In 1957, Greene joined the Justice Department. He eventually headed the department’s civil rights division, which Congress had established to enforce existing civil rights measures and to prepare comprehensive anti-discrimination legislation. Greene is credited with being a principal author of the landmark Civil Rights Act of 1964 and the Voting Rights Act of 1965.

President Lyndon B. Johnson in 1965 appointed Greene an associate judge of the old District of Columbia Court of General Sessions. Johnson elevated him to chief judge 16 months later, a post in which he won recognition for reforms that, among other things, halved the time between arrest and trial in criminal cases.

Greene moved to the federal bench in 1978, when President Jimmy Carter named him to succeed U.S. District Judge John J. Sirica, the Watergate judge. Within days, Greene inherited the American Telephone & Telegraph antitrust lawsuit.

A non-jury trial on the AT&T; litigation finally began on Jan. 14, 1981, and nearly a year later the litigants announced an agreement. After much negotiation and numerous legal challenges--including an attempt to remove the settlement agreement from Greene’s court--the judge on Aug. 11, 1982, delivered a 178-page opinion modifying and approving the basic settlement. The decree set the terms under which AT&T; shed its 22 operating subsidiaries, effective Jan. 1, 1984, and dictated how the independent parts were to operate. It also called for a re-examination of those terms after three years, which Greene is carrying out. A decision is expected this fall.

Greene still reportedly spends more than a third of his time on the case and related issues, assisted by a bare-bones staff of a law clerk and occasional interns.

Given entries ::

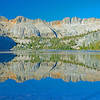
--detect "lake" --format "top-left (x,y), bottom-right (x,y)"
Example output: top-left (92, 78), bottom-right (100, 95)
top-left (0, 50), bottom-right (100, 100)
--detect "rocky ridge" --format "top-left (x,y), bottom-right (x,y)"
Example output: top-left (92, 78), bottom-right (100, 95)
top-left (0, 16), bottom-right (100, 46)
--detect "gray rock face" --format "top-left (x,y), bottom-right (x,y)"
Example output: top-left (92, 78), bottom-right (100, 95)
top-left (0, 16), bottom-right (100, 45)
top-left (9, 23), bottom-right (40, 37)
top-left (0, 16), bottom-right (8, 21)
top-left (71, 17), bottom-right (82, 24)
top-left (62, 17), bottom-right (71, 24)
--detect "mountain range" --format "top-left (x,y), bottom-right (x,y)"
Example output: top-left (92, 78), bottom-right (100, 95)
top-left (0, 16), bottom-right (100, 48)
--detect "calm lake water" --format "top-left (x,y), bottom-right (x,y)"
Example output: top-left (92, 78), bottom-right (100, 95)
top-left (0, 50), bottom-right (100, 100)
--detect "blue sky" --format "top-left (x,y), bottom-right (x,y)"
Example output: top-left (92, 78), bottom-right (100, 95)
top-left (0, 0), bottom-right (100, 21)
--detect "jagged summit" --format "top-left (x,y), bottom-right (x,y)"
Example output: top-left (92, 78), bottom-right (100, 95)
top-left (0, 16), bottom-right (100, 48)
top-left (0, 16), bottom-right (8, 21)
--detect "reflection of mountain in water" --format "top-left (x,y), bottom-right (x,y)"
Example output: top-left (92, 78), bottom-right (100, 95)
top-left (0, 52), bottom-right (100, 82)
top-left (0, 53), bottom-right (16, 63)
top-left (0, 36), bottom-right (16, 51)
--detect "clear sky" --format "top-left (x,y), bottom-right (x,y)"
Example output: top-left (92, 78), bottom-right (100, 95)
top-left (0, 0), bottom-right (100, 21)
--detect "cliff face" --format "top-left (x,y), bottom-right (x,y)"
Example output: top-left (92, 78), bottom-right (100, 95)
top-left (0, 16), bottom-right (100, 46)
top-left (0, 16), bottom-right (100, 38)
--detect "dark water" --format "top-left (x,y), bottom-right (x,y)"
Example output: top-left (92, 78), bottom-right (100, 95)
top-left (0, 36), bottom-right (16, 51)
top-left (0, 51), bottom-right (100, 100)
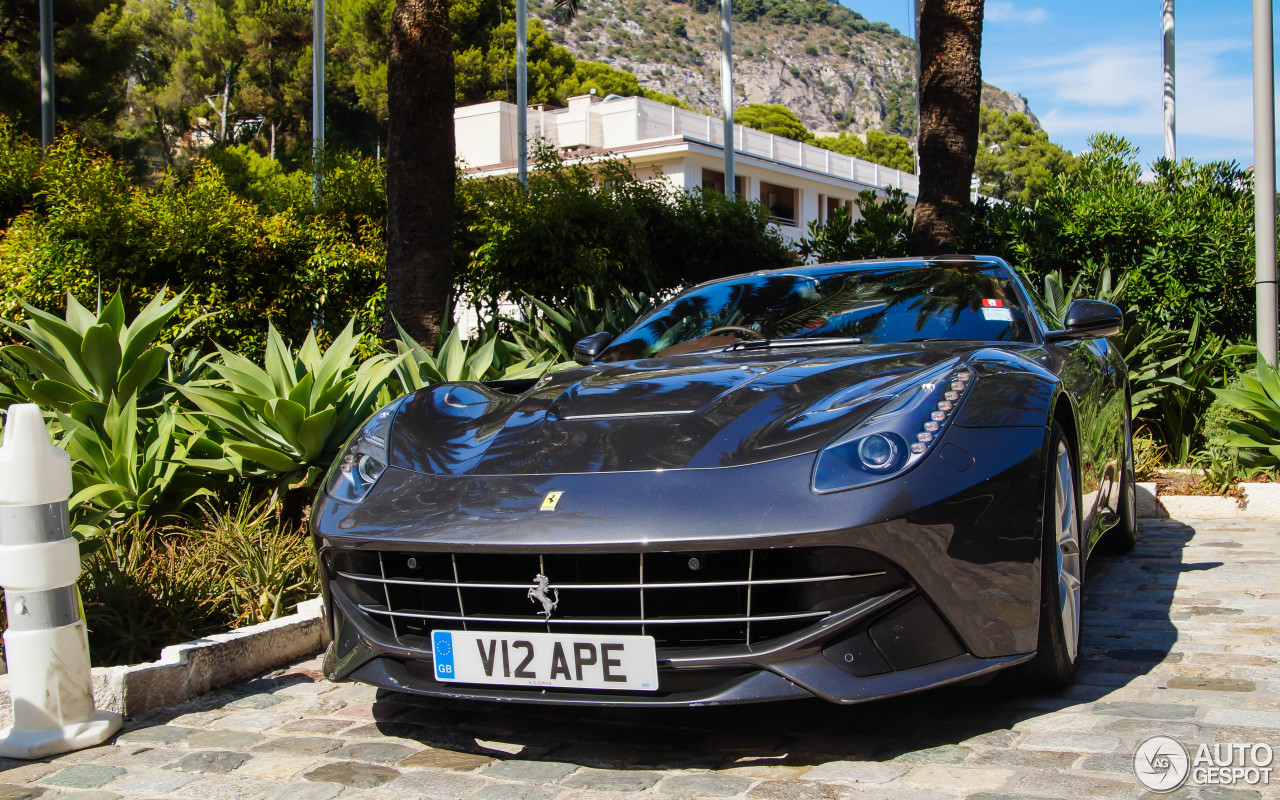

Stated goal 1 ::
Rewrite the paragraph of the passage about Greene that begins "In 1957, Greene joined" as a short bulleted list, keeping its main facts.
Stated goal 2 ::
Summarize the passage about Greene in two sentences.
Stated goal 3 ::
Answer these questions from the passage about Greene:
(a) In what year did Greene join the Justice Department?
(b) Which U.S. District Judge did Greene succeed in 1978?
(c) How many operating subsidiaries did AT&T shed under the decree?

Correct response 1 ::
- Greene joined the Justice Department in 1957.
- He eventually headed its civil rights division, which Congress had set up to enforce existing civil rights measures and to prepare comprehensive anti-discrimination legislation.
- He is credited as a principal author of the Civil Rights Act of 1964 and the Voting Rights Act of 1965.

Correct response 2 ::
Greene headed the Justice Department's civil rights division, is credited as a principal author of the Civil Rights Act of 1964 and the Voting Rights Act of 1965, and later served as chief judge of the District of Columbia Court of General Sessions. After President Jimmy Carter named him a U.S. District Judge in 1978, he took over the AT&T antitrust lawsuit, approved a settlement in 1982 under which AT&T shed its 22 operating subsidiaries, and is now re-examining its terms.

Correct response 3 ::
(a) 1957
(b) John J. Sirica
(c) 22